=== Begin Enclosure ===

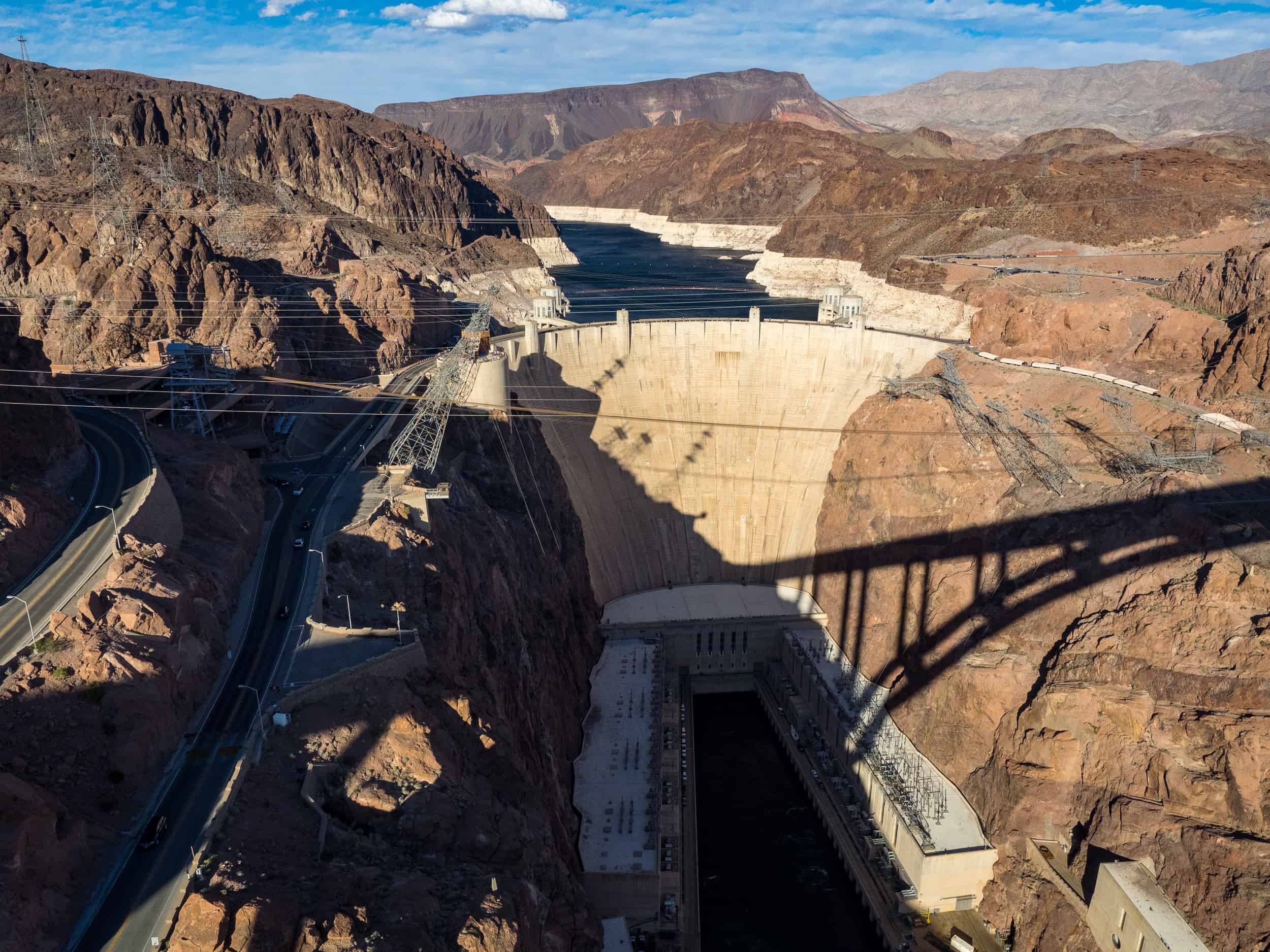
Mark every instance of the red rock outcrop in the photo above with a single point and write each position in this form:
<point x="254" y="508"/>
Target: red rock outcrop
<point x="42" y="453"/>
<point x="504" y="134"/>
<point x="1103" y="683"/>
<point x="448" y="787"/>
<point x="90" y="719"/>
<point x="326" y="192"/>
<point x="1235" y="287"/>
<point x="841" y="199"/>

=== End Enclosure ===

- What needs to be done -
In this exercise, set down all of the data exactly, without the pictures.

- Answer to this exercise -
Mark every instance of the red rock outcrop in the photo above with a single point and write each position in this form:
<point x="254" y="508"/>
Target: red rock outcrop
<point x="42" y="453"/>
<point x="504" y="134"/>
<point x="1103" y="683"/>
<point x="448" y="787"/>
<point x="90" y="719"/>
<point x="326" y="192"/>
<point x="1235" y="287"/>
<point x="841" y="199"/>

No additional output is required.